Among the lines below, keep only those from the one containing "task | identify every instance of the pair" through the one containing "task | identify every instance of the backpack zipper", and reproduce them exactly.
══ EXERCISE DATA
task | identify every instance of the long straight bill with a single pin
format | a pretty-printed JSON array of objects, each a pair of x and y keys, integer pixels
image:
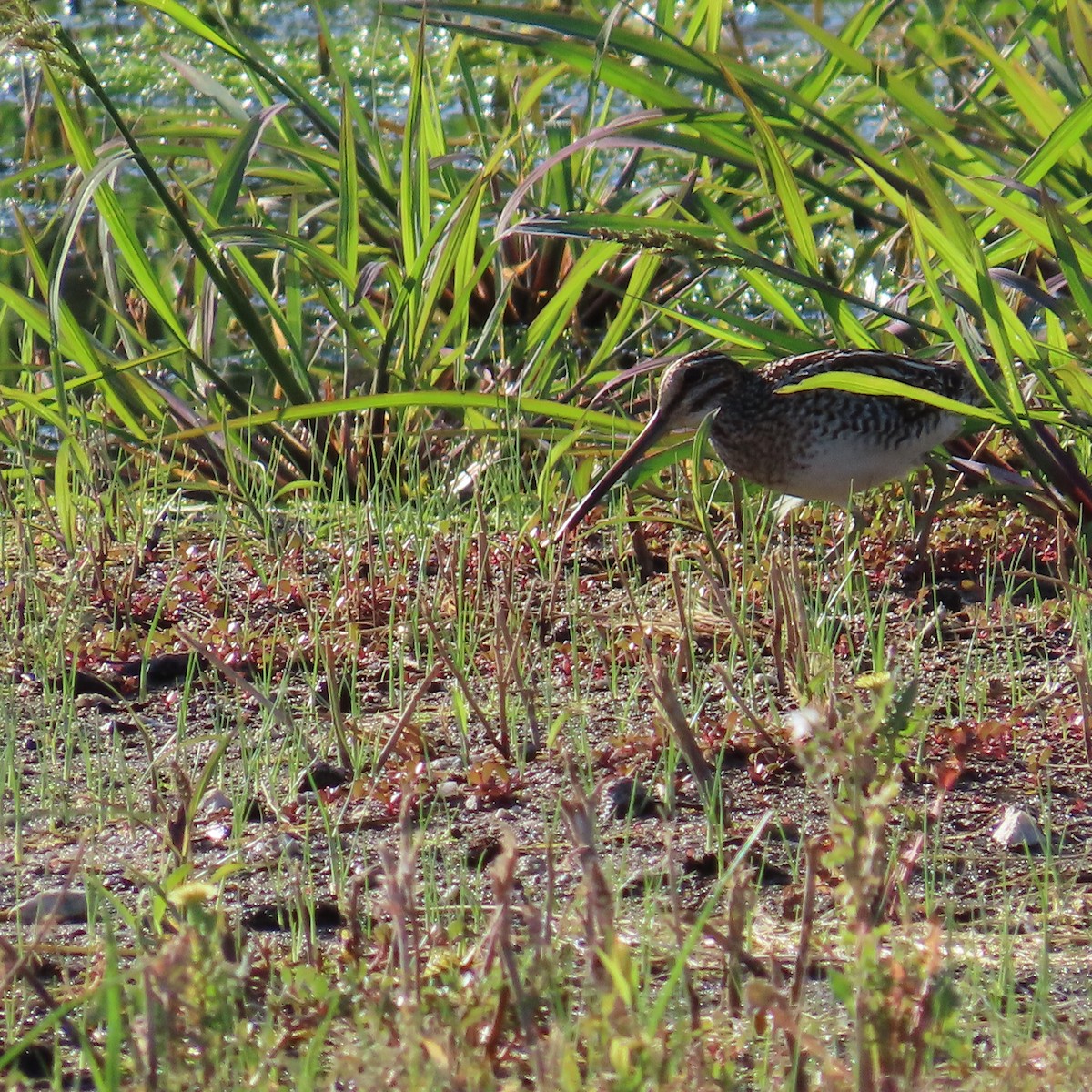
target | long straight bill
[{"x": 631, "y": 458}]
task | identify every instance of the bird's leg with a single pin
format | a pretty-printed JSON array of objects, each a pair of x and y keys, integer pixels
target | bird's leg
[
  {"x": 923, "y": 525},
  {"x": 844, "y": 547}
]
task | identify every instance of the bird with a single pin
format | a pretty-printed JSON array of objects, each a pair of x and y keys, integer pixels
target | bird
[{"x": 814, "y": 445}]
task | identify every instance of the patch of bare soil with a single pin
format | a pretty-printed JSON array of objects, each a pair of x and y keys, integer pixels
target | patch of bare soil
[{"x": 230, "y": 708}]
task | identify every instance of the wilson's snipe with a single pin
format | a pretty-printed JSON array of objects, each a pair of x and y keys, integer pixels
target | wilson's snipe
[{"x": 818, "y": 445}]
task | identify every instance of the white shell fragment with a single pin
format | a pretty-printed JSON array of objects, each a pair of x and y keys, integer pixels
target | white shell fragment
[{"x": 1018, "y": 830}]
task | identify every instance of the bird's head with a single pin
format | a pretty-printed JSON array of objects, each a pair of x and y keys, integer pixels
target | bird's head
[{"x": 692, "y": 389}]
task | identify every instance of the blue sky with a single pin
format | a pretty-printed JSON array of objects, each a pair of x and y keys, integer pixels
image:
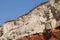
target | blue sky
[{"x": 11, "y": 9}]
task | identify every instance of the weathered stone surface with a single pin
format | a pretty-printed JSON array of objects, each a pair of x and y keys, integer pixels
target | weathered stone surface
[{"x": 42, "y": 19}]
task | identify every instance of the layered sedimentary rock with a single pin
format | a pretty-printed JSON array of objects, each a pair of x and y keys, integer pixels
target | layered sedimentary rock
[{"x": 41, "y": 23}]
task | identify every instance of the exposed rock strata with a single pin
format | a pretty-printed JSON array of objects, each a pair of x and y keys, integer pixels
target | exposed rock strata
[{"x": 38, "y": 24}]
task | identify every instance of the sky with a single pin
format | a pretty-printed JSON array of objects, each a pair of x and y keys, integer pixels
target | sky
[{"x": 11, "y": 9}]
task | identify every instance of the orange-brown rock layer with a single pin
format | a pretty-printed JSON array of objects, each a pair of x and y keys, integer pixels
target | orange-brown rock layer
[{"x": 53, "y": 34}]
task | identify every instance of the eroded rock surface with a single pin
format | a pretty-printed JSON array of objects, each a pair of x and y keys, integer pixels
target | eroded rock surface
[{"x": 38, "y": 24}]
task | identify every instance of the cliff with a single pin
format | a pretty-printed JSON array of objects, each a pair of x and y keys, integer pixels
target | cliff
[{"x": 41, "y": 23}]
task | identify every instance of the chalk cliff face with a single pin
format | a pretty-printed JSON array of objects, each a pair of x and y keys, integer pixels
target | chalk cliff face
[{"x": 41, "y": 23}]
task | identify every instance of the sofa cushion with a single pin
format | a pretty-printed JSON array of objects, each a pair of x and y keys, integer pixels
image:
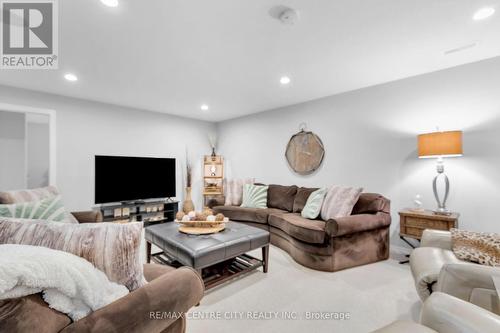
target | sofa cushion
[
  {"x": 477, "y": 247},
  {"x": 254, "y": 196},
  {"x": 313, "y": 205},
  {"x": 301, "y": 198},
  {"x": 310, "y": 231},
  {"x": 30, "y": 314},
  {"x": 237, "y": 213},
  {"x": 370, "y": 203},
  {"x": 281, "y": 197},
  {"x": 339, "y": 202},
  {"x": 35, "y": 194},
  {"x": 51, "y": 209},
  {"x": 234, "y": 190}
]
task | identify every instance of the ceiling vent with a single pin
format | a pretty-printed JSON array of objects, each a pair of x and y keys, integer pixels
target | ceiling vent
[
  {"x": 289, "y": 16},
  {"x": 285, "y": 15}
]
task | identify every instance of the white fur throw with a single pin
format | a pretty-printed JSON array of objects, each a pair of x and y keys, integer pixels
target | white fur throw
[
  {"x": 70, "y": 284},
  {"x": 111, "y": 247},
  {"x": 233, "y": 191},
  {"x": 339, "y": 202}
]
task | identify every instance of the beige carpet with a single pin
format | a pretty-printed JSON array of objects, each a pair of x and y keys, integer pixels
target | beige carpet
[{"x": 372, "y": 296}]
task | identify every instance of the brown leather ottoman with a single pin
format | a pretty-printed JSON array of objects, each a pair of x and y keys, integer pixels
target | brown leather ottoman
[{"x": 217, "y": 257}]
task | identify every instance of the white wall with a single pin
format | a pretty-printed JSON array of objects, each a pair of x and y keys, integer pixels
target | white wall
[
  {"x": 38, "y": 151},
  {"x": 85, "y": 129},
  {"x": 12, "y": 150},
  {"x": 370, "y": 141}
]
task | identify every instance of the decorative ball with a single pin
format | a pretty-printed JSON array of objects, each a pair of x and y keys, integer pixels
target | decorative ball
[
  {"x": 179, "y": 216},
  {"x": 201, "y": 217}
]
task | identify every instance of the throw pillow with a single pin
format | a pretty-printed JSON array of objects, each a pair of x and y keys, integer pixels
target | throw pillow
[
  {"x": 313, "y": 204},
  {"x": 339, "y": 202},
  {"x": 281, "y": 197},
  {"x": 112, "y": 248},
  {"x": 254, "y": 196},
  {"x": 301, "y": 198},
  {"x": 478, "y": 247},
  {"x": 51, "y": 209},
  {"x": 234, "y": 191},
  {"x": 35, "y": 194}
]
════
══ EXERCISE DATA
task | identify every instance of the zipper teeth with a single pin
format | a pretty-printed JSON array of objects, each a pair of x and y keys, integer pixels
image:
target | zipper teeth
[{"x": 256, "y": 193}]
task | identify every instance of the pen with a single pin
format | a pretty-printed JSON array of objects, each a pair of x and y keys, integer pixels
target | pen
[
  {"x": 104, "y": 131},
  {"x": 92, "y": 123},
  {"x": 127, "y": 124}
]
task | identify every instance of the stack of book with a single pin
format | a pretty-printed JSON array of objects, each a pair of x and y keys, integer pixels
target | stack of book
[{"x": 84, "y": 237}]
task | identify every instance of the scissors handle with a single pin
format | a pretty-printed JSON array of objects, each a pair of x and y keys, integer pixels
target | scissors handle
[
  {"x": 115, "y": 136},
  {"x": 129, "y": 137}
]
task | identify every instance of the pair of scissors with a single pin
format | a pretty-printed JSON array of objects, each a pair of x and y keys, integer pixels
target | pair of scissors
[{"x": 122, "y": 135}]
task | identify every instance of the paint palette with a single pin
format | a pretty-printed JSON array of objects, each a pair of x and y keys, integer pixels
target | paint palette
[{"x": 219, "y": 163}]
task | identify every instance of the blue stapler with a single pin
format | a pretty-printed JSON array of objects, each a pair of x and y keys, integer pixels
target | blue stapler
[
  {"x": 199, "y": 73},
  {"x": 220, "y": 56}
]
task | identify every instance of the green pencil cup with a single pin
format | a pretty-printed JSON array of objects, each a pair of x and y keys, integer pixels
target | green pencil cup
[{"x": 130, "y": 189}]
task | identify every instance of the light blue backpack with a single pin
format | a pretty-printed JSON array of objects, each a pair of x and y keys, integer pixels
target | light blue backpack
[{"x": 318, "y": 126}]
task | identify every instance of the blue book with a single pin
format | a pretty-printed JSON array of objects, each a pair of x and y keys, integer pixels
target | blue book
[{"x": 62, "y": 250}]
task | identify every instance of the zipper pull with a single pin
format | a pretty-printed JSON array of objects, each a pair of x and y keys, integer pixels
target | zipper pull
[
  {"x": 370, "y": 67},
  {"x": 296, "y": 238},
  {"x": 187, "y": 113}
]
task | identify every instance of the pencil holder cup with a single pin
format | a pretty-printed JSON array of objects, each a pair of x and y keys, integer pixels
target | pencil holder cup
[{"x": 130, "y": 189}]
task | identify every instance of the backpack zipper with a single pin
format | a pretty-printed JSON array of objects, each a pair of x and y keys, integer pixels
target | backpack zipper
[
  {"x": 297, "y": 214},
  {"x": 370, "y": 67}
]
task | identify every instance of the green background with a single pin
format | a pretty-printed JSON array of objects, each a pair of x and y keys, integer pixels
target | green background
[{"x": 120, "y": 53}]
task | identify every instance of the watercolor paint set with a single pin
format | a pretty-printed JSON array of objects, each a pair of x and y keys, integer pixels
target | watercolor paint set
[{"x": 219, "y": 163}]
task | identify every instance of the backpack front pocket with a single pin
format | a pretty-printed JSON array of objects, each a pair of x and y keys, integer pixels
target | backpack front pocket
════
▶ [EXERCISE OUTPUT]:
task | identify every instance of the pair of scissors with a single pin
format | a pretty-printed JSON array of objects, each a pair of x and y keys, integer pixels
target | pair of scissors
[{"x": 122, "y": 135}]
task | identify every instance of the paint palette with a single pin
format | a pretty-printed JSON array of objects, each a pair of x and y keys, integer pixels
target | paint palette
[{"x": 219, "y": 163}]
task | identify every instance of the blue stapler with a single pin
format | a pretty-printed JSON array of objects, each a pair of x and y keys, integer pixels
target | blue stapler
[
  {"x": 199, "y": 73},
  {"x": 220, "y": 56}
]
task | identify every instance of the green pencil cup with a single pin
format | a pretty-printed JSON array of objects, each a pair of x and y keys, integer pixels
target | green pencil cup
[{"x": 130, "y": 189}]
task | identify every instance of the light blue backpack with a single pin
format | a pretty-printed JSON array of objects, each a pair of x and y keys, integer pixels
target | light blue backpack
[{"x": 318, "y": 126}]
task | identify every instance of the blue book with a single pin
format | a pretty-printed JSON array of objects, each a pair of x and y keys, integer pixels
target | blue book
[{"x": 62, "y": 250}]
task | identify every instance of the zipper pull with a single pin
format | a pretty-printed JSON array of objects, each a pair of x and y keys, integer pixels
target | zipper pull
[
  {"x": 370, "y": 67},
  {"x": 296, "y": 238},
  {"x": 187, "y": 113}
]
task | identify every instance of the pencil holder cup with a single pin
format | a pretty-printed JSON array of objects, each a pair of x and y keys, integer pixels
target | pencil holder cup
[{"x": 130, "y": 189}]
task | identify every instance of the backpack zipper with a single pin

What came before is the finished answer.